> _Objective_: Please scale the items from the line containing "Can you see the clear" up to and including the last line of the items, and give only those lines. Copy the requests unchanged, and multiply every coordinate in the answers by 1.25, rounding to whole numbers with halves going up.

> _Records shown_:
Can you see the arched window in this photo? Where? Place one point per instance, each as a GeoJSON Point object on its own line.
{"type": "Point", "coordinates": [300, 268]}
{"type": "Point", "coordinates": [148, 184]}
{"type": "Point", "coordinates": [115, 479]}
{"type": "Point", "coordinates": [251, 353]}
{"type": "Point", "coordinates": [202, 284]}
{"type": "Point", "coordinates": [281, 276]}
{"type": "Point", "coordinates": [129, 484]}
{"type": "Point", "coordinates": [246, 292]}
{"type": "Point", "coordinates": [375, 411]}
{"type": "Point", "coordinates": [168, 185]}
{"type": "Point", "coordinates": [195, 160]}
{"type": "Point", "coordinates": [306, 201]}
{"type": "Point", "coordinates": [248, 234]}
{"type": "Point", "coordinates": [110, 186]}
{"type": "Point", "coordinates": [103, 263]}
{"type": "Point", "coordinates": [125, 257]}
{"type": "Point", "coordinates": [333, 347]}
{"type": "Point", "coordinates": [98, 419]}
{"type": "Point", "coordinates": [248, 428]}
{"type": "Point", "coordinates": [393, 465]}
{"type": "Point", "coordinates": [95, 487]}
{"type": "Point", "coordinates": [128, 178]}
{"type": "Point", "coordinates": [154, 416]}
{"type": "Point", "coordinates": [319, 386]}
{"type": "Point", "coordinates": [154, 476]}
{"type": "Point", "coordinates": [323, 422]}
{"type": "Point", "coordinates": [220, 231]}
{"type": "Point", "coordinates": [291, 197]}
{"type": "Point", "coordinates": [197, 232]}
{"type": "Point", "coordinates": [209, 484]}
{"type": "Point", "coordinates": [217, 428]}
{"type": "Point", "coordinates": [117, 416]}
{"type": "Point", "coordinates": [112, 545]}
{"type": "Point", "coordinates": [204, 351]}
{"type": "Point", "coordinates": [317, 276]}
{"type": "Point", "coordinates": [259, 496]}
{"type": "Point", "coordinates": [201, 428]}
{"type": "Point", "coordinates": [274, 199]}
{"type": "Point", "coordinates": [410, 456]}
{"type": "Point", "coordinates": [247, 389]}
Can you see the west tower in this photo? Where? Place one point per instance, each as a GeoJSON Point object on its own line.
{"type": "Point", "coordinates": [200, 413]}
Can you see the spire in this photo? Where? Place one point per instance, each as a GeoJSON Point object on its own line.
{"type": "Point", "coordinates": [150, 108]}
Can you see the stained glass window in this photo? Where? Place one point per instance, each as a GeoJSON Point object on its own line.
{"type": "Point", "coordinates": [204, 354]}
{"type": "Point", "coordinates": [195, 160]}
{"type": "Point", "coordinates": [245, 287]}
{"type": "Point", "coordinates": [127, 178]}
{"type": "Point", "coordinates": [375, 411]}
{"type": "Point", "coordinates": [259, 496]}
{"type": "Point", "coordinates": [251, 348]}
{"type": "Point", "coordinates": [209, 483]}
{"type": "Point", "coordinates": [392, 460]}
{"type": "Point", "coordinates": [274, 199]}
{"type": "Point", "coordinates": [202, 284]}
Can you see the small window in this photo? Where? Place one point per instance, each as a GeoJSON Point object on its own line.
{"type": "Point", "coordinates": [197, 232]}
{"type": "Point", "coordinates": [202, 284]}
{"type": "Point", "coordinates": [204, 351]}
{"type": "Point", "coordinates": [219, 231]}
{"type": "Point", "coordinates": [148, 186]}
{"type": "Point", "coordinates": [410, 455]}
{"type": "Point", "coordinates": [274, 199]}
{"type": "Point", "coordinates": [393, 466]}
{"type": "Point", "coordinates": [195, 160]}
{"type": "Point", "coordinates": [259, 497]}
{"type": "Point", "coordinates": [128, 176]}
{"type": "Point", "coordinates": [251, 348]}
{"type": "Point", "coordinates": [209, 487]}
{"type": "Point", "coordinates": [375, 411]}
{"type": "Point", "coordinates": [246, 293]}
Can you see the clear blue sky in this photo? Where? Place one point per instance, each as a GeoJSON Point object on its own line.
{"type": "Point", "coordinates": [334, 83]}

> _Final answer_:
Can you see the clear blue sky in this photo? Where? Place one point per instance, each as a GeoJSON Point object on its own line.
{"type": "Point", "coordinates": [418, 104]}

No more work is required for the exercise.